SHORT PROBLEM: Write out every line of the entries below word for word, leaving out the pictures.

[Collected data entries]

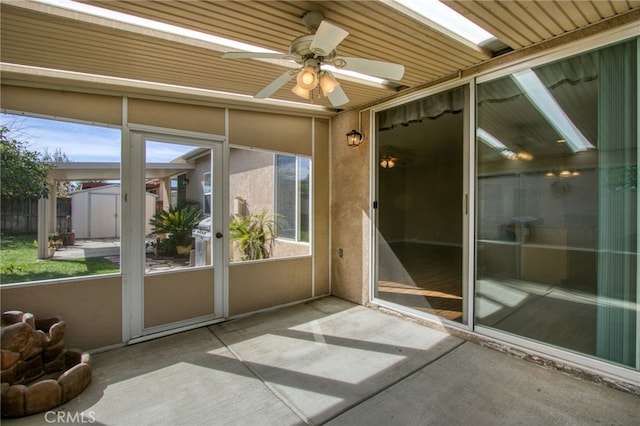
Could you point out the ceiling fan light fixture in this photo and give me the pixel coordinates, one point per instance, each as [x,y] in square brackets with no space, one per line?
[387,162]
[301,91]
[328,83]
[307,78]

TASK RESPONSE:
Could you point out the ceiling fan light fixture in this photo and give me the pixel coordinates, one point per instance, each as [x,y] in square brackets with no space, one per line?
[387,162]
[301,91]
[328,83]
[307,78]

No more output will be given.